**Jobs:**
a - Update everything in the review of Stan Rogal's After Words from "Strange. Stranger. Not" down to "Also on the prowl.", replacing "prowl" with "hunt".
b - Take the review of Stan Rogal's After Words further, starting after its last sentence.

**Selected text:**
>> start
After Words. Stan Rogal. Guernica Editions. Essential Poet Series 213. Toronto-Buffalo-Lancaster (U.K.). 2014.
after Merle Haggard
"I turned twenty-one in prison
doin' life without parole"
Strange. Stranger. Not Camus, though parallel
Arrested action. In any case, a bust with convention
a head on the block.
Nothing the French invented.
Workin' man blues, & so on. On the prowl.
Nose for news, & so on. Also on the prowl.
All so loosely translated, begins:
In the beginning was the word
"...actual linguistic behaviour or performance of individuals
in contrast to the linguistic system of a community..."
Momma barely dead & buried
Sparks a reefer, drinks a cafe au lait, goes for a swim
Fondles the butt'ry thighs of a moist young gal in the back row
of a darkened movie theatre
Fails to unriddle
The comedy of a crucifix hung like a dagger in the flick'ry light
& what was it someone said? Reading a translation
Is like fucking a bride through a horse blanket?
Nay, too rude a remark for Pablo who rarely (if ever) kissed
Down between the stems on paper or any otherwise public
Heaven knows momma tried, momma tried.
Now left to the blear and roar of ocean. Knows (as well)
The world is inarticulate, friend, & a recurrent car wreck.
Who learned to drink bourbon neat, tap ashes in the beer for
Can only reconfigure
If a single bullet does the trick
What boots this desire to plug further, except,
Funereal meats coldly furnish forth the execution.
Man in black sing:
Shot a man in Reno, just to watch him die
Time being out of joint axes it.
Crucifix hung like a dagger in the flick'ry light.
Any book of poetry with a poem dedicated to & written in the style of Merle Haggard is going to make some points here with Today's book of poetry.
The conceit that Rogal is playing with here in After Words is entirely complimentary. Stan Rogal mimics, in the most flattering way, the voices of a number of his heroes. After Words is a very enticing and elegant thank you of sorts. It also allows the Sybil in Rogal to come out.
Today's book of poetry has read earlier Stan Rogal titles such as Search of the Emerald City and The Imaginary Museum. We even have a copy of an issue of Stanzas #44 - mostly free/free life that features Rogal. After reading After Words TBOP will be on the hunt for other Rogal titles, as far as we can tell he has published at least twelve books of poetry.
>> end
(Source records)
>> start
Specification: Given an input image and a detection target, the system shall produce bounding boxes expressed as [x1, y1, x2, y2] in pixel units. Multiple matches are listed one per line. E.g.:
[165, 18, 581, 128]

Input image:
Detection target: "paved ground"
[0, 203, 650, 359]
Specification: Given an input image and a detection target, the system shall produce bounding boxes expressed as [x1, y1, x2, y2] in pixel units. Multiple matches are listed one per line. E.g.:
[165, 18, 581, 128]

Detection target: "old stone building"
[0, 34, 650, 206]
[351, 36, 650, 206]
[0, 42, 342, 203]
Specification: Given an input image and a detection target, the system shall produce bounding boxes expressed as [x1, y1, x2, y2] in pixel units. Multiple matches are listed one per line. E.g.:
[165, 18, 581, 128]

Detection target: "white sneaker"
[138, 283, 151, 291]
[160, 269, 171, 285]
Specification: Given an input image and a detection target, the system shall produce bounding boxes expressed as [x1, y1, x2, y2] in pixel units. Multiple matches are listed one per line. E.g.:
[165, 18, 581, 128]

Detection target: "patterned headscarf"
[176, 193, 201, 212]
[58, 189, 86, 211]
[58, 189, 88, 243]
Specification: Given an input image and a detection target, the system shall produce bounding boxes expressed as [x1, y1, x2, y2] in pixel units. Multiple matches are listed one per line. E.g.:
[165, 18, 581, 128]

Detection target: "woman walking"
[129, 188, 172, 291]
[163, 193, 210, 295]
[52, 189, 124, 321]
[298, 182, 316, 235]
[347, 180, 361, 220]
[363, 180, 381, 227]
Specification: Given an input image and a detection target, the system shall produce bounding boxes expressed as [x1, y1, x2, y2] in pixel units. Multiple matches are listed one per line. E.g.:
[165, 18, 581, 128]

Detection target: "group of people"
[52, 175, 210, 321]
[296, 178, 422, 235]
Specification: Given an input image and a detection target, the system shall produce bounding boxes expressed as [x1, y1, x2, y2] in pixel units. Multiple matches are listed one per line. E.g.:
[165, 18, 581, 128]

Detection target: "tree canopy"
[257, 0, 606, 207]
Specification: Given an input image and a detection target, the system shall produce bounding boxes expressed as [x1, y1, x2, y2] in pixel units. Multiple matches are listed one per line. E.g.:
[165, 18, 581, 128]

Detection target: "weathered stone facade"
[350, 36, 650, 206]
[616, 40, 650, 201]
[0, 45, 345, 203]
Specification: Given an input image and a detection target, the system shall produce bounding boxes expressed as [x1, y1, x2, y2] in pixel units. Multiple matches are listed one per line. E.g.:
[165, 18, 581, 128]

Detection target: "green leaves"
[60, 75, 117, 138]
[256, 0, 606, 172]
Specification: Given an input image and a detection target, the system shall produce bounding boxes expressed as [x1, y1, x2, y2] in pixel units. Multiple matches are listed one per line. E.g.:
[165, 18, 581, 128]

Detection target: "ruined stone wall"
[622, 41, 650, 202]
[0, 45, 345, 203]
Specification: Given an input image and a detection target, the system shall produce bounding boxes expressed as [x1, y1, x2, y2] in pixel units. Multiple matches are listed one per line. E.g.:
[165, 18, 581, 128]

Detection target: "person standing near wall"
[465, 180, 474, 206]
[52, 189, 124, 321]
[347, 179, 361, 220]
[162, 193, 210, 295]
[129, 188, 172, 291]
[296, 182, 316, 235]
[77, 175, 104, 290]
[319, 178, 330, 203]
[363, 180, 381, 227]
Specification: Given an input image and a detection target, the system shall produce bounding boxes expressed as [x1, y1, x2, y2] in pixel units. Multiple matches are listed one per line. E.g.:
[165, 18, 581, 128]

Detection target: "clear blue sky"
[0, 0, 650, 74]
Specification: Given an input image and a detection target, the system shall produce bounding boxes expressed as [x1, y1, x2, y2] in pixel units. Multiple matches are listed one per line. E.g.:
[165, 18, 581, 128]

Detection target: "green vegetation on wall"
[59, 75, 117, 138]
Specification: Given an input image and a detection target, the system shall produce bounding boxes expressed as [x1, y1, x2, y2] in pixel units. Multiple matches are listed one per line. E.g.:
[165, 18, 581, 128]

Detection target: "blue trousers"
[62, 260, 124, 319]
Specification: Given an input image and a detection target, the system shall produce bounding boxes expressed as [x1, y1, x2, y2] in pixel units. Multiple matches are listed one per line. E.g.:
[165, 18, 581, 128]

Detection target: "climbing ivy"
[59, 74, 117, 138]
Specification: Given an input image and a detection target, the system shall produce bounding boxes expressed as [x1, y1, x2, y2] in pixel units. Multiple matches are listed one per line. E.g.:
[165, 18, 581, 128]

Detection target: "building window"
>> end
**Set of answers:**
a -
Strange. Stranger. Not Camus, though parallel
Arrested action. In any case, a bust with convention
a head on the block.
Nothing the French invented.
Workin' man blues, & so on. On the hunt.
Nose for news, & so on. Also on the hunt.

b -
after Charles Bukowski
"how many dead beasts float and walk from Wales to
there are those horses, those ones that boast a lineage,
that post as favourites, but finish dead last
no one questions
that stagger & drop at the wire in photo-ops of
& shit ampoules of PCP out the ass of their dying
while we murdered tear up our ticket stubs
no one is surprised
we check our programs, ask about the wife, the kids,
ogle the tarted-up bleached blonde
with the duck lips & silicone tits
pressed tight to a player wearing a wedding ring
& two fingers jammed up her quim
we scratch our bellies
& light our cigarettes for the next big fix
even as the twitching carcasses are dragged
to the local glue factory
no one is bothered
later, these brutes return to haunt
the glass of our beer mugs
they peer at us through eyes of warm exes
their noses daubed with angel dust
their horsey ears pricked with foam
their long faces bright with visions of
Eliot with his trousers rolled
Schopenhauer with his sufficient reason to exist
(beyond evil & loneliness, one guesses)
& what does it matter in the final dissolution?
snow fills the TV screens of America
& those horses, those ones with neither
a penny to spare nor a pot to piss in
kick up their ragged heels & shuffle off to Buffalo
we order more beer
no one gives a good flying fuck
cold in the knowledge
we recognize those faces
we know those glue factories
we are those horses
And Rogal is Bukowski. And apparently anyone else he sets his telepathic sights on. It pleases Today's book of poetry that Stan Rogal shares some of our same heroes/muses.
After Words and Rogal give us a brief introductory passage for each poem with biographical/bibliographical information along with why Rogal admires the subject.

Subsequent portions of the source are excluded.